Problem details:
Reproduce the lines below word for word.

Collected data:

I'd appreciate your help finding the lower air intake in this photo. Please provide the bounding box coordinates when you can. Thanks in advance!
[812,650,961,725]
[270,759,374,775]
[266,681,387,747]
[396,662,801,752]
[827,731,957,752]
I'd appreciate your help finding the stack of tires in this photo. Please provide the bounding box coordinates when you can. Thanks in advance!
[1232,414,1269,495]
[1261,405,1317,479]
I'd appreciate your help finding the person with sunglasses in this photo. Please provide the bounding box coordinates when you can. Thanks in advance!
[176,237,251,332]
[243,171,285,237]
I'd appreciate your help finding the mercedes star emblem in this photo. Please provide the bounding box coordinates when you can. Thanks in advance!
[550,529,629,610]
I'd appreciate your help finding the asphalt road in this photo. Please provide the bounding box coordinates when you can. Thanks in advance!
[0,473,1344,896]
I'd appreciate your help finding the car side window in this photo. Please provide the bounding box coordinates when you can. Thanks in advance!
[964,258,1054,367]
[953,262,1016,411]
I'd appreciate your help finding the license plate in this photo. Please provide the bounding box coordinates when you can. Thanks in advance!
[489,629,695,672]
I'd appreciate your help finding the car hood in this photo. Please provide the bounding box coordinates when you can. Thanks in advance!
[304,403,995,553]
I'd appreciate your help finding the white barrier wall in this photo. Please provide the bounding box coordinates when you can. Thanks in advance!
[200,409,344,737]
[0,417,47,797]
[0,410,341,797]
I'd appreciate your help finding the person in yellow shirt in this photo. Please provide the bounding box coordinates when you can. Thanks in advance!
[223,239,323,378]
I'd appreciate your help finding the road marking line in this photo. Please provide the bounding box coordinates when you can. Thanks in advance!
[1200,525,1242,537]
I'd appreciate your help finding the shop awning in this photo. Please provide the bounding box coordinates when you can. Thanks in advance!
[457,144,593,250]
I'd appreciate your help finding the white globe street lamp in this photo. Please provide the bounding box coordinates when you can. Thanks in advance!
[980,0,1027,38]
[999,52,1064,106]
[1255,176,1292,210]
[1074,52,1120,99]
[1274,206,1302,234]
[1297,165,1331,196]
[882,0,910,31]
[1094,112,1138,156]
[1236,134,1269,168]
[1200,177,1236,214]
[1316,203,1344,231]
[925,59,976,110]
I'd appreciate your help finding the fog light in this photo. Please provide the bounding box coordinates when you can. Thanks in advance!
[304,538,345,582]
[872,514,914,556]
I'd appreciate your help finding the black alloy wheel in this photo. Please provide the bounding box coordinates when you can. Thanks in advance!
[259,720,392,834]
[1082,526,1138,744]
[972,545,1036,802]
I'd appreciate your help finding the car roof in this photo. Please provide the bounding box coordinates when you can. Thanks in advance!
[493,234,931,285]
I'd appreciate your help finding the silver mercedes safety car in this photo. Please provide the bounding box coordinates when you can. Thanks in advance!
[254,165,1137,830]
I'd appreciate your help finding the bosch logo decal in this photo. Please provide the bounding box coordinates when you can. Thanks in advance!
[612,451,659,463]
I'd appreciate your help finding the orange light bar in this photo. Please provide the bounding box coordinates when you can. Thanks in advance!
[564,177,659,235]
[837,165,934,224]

Completed task:
I'd appreciate your help finding the lower air intake in this photo. Please provide the bounding box coordinates when you can. Thanks in advance!
[812,650,961,725]
[270,759,374,775]
[266,681,387,747]
[396,662,801,752]
[827,731,957,752]
I'd appreciate your help finding the stack of tires in this photo. Please provide the bounding box coordinates when you can. Thanks in advance!
[1232,414,1269,495]
[1261,405,1317,479]
I'd appreciate your help finding the person with sunglasses in this photo. Please provide the bounding box coordinates when you can. Thanks in advance!
[176,237,251,332]
[243,171,285,237]
I'd appreciate your help finding the mercedes star emblem in this photo. Please provide the bounding box coordinates when you can. Thanks in advance!
[550,529,629,610]
I'd appreciate your help finding the asphalt road in this photo. Please provide the bounding box coordinates when you can. Thanks in advance!
[0,473,1344,896]
I'd appreciate your help finding the car side window in this photo. Please provide the bounding box coordinates when you can. Thanks in advance!
[964,258,1054,367]
[953,262,1016,411]
I'd appreciate your help finding the license plate in this photo. Please provide the bounding box coordinates when you can. Thanks in advance!
[489,629,695,672]
I'd appreciate your help finding the car hood in this photo. Please provide the bounding box coordinates when you can. Thanks in advance!
[304,403,995,553]
I'd appreciate your help finding the white barrier wall in this photo. Please provide the bounding box coordinates when you can. Thanks in advance!
[200,409,344,737]
[0,417,47,797]
[0,410,341,797]
I'd appreciate your help finding the person in yellow shirt in this photo. Please provide the bounding box coordinates when you can. Thanks in advance!
[223,239,323,378]
I'd appreciate your help finding the road marking line in this photo. Please provide the bounding box coordinates when you can. Thanks in advance!
[1200,525,1242,537]
I'd appreciate your help finding the shop awning in this photo. Please provide the bounding box coordinates when you can. Thanks in advance!
[457,144,593,250]
I'd appreciate your help finding the white globe street lamp in this photo. Please provide the bounding box coordinates when you can. Thanks in advance!
[980,0,1027,38]
[999,52,1064,106]
[1255,176,1292,210]
[1074,52,1120,99]
[1274,206,1302,234]
[1297,165,1331,196]
[882,0,910,31]
[1094,112,1138,156]
[1236,134,1269,168]
[1200,177,1236,214]
[1316,203,1344,231]
[925,59,976,110]
I'd appreciate your help finding the fog light in this photo. Please provide the bounding box coordinates when you can. Thanks in advance!
[304,538,345,582]
[872,514,914,556]
I'd appreciate your help finding the black alloy wheel in this photo. Please provide the bounding box coordinates when you can. Thanks in advance!
[259,720,392,834]
[1082,526,1138,744]
[972,545,1036,802]
I'd appreciate your help finding the car roof in this photo. Please provide the bounding box coordinates when you can. Thanks in advance!
[493,234,931,285]
I'd appreciate your help finding the silver mercedes safety car in this photo. Please provide the bounding box coordinates when you can. Thanks in advance!
[254,165,1137,830]
I'd appreciate your help finding the bosch logo decal in this photo. Please provide the bounding box coordinates when you can. Thanks in advance!
[612,451,659,463]
I'd appreciate your help finding the orange light bar in this photo. Please provide the bounding box coordinates when you can. Thanks in advance!
[564,177,659,235]
[837,165,934,224]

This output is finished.